**PROMPT**
Copy out the items below, substituting "place a marker" for each occurrence of "drop a point" and keeping every other word unchanged.

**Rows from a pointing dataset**
=====

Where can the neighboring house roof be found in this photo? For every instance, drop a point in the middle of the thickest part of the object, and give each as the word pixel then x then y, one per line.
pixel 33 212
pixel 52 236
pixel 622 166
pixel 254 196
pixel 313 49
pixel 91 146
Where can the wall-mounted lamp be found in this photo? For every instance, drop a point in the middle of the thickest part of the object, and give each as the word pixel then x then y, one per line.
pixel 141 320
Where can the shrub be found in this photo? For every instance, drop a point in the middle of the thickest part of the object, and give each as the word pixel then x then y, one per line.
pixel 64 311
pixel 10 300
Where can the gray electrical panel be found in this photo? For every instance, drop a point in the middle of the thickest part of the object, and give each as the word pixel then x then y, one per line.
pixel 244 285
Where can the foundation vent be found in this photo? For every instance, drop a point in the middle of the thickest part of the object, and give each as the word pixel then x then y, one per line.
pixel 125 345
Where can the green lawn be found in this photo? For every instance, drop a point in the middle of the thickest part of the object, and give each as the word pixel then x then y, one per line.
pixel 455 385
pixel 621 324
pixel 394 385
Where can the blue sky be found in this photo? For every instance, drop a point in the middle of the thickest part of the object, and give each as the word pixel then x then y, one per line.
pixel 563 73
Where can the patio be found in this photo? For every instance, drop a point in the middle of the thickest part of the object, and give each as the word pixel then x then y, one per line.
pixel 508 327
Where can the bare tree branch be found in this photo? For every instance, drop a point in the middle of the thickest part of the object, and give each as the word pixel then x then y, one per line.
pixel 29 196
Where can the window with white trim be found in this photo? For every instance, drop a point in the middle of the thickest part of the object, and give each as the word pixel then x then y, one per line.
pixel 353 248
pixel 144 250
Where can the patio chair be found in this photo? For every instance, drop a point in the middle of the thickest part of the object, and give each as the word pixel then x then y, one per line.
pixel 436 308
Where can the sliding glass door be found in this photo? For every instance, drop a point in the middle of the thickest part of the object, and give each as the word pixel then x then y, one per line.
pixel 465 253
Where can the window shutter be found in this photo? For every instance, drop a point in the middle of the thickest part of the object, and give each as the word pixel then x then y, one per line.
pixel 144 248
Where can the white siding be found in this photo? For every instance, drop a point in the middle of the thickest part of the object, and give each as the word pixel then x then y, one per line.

=====

**WRITTEN ANSWER**
Where can the neighboring house roof be found in this photo? For every instance, place a marker in the middle of the thickest part of the object, and give each as the word pixel then x then y, one per line.
pixel 33 212
pixel 52 236
pixel 622 166
pixel 254 196
pixel 313 49
pixel 91 146
Where can the wall-mounted lamp be found in this photo? For every instance, place a marker in the middle of the thickest part of the object, and give each as the word pixel then x then y, one per line.
pixel 141 320
Where can the shrub be found in this photo? For every instance, place a marker in the middle of the thickest part of the object, and give each as the word pixel then x then y, one per line.
pixel 64 311
pixel 10 300
Where can the gray electrical panel be found in this photo? For every instance, place a marker in the middle of the thickest part of the object, and give each as the word pixel then x then y, one per line.
pixel 244 285
Where can the foundation vent be found in this photo? For every instance, place a marker in the middle of the thickest part of the object, and give each as the word pixel then x then y, one per line.
pixel 125 345
Where can the green lawn be found in this photo? For every instance, place a marker in the middle of the thickest part of the object, and give each as the word pixel then x then y, one per line.
pixel 455 385
pixel 621 324
pixel 394 385
Where can the blue sky be found in this photo? For every instance, place a marker in the middle of the thickest part of the object, and give each as the word pixel then x then y, one per line.
pixel 563 73
Where can the patio be found in this photo? For every instance, place a marker in the middle of the thickest part of the object, and give each as the word pixel then x then y, one per line.
pixel 508 327
Where can the bare tree branch be found in this photo? For every instance, place a marker in the middle of the thickest part of the object, and give each as the word pixel then x then y, one per line.
pixel 29 196
Where can the window with white trim be found in this photo? For every instance, place a marker in the middle of the thickest part of the object, and give each as the word pixel then x then y, one per line.
pixel 353 248
pixel 144 250
Where can the patio chair be found in this photo? For every instance, place a marker in the middle of the thickest part of the object, and give each as the word pixel then x then y, one per line.
pixel 436 308
Where can the sliding glass door be found in this photo? For every instance, place a marker in the middle of the thickest part of the object, and give each as the word pixel then x then y, one per line.
pixel 465 253
Where can the window shutter be found in this photo? For every instance, place a marker in the middle of the thickest part of the object, and give each as the word pixel then x then y, one per line.
pixel 144 248
Where can the white siding be found in this photo? For every instance, place a marker in the middle of the thickest part of the object, and give each as the word pixel then x then y, one per line.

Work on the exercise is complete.